What you will do.
Work through the entries below and show every line in which "reflection" is found.

Information.
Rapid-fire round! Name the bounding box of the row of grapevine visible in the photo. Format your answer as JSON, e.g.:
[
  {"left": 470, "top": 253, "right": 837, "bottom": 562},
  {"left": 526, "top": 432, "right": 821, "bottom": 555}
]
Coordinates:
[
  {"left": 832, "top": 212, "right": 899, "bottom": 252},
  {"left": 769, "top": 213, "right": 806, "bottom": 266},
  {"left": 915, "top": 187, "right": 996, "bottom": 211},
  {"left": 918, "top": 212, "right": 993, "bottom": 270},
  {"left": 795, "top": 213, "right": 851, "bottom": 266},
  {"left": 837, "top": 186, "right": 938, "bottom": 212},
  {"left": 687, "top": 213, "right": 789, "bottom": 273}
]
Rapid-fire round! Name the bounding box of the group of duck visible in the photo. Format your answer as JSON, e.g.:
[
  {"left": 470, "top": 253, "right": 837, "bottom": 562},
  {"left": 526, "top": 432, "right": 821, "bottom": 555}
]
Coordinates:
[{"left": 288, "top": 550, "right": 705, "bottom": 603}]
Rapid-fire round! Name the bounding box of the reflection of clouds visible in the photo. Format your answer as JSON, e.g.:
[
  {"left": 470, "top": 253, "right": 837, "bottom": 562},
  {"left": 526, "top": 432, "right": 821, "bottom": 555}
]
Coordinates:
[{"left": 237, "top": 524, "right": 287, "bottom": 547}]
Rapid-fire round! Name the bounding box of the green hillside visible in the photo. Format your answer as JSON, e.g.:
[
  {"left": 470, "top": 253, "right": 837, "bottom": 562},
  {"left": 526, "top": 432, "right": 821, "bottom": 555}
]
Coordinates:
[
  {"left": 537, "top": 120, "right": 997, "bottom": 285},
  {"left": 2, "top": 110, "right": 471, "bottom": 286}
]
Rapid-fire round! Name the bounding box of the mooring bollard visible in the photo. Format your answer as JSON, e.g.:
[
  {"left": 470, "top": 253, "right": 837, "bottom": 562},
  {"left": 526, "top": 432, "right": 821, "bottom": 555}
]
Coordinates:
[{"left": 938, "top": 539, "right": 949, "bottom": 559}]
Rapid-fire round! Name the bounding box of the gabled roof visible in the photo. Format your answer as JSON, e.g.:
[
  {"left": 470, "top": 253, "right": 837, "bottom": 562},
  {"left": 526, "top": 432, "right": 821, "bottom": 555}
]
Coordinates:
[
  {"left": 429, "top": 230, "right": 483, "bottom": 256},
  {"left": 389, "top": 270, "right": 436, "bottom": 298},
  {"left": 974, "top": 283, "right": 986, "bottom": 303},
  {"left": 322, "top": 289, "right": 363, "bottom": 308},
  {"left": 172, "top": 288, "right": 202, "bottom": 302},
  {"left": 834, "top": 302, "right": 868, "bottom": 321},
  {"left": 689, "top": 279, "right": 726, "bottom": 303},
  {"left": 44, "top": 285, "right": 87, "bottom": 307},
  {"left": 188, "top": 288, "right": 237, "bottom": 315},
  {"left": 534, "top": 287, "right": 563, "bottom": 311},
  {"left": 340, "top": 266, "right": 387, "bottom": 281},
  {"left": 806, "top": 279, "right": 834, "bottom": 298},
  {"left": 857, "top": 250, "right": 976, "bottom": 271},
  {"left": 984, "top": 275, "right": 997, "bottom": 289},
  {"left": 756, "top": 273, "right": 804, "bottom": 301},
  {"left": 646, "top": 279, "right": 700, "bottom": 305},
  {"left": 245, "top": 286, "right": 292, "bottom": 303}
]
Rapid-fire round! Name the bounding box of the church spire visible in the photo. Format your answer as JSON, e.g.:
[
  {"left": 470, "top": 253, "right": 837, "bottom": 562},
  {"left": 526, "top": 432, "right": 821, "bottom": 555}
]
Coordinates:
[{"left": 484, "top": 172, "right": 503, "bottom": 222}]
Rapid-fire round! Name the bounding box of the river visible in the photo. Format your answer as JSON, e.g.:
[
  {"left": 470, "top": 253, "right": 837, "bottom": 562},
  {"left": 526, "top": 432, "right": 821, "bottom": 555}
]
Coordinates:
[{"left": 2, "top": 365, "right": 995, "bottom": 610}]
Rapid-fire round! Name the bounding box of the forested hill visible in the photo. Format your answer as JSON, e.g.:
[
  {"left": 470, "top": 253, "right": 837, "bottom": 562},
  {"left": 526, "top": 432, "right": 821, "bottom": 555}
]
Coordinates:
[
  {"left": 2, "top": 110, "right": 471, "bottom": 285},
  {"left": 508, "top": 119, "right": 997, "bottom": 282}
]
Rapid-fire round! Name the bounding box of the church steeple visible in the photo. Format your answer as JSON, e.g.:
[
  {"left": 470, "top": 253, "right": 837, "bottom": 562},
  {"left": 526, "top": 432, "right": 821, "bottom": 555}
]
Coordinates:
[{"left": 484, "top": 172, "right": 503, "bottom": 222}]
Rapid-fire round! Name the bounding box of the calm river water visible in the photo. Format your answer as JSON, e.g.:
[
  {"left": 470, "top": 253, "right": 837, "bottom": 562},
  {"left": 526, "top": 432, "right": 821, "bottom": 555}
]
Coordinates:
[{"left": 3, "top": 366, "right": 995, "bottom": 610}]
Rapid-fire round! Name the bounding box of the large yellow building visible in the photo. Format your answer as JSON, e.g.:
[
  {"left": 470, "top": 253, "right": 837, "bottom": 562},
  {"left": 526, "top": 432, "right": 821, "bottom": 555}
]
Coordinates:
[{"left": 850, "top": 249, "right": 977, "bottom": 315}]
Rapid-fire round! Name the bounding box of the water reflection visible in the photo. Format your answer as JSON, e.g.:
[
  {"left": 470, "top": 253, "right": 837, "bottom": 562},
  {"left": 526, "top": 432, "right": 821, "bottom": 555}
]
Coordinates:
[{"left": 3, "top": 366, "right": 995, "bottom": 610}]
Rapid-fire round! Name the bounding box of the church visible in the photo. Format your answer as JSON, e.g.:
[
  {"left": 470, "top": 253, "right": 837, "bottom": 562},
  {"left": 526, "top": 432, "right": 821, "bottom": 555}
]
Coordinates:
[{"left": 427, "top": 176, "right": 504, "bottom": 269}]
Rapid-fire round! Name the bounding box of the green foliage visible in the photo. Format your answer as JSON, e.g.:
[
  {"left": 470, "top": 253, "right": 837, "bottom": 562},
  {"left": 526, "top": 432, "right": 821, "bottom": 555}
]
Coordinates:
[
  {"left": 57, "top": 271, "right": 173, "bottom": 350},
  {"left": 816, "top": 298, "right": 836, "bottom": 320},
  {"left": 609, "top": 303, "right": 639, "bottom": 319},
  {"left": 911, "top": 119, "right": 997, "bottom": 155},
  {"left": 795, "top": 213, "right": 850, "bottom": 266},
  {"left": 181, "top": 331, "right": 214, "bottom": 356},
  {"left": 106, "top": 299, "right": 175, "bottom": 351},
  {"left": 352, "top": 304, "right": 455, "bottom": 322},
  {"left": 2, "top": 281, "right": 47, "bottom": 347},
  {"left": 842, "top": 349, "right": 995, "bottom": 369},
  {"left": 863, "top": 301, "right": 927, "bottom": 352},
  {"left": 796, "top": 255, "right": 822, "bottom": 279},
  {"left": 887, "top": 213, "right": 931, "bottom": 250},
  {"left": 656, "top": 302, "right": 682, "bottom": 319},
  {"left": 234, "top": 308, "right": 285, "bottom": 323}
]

Worked solution.
Rapid-fire round! Name the bounding box of the reflection of clouds visible in the photo. Format your answer as JSON, e.g.:
Rapid-fire round! Name the bounding box of the water reflection visible in the photo. Format your answer as JSON, e.g.:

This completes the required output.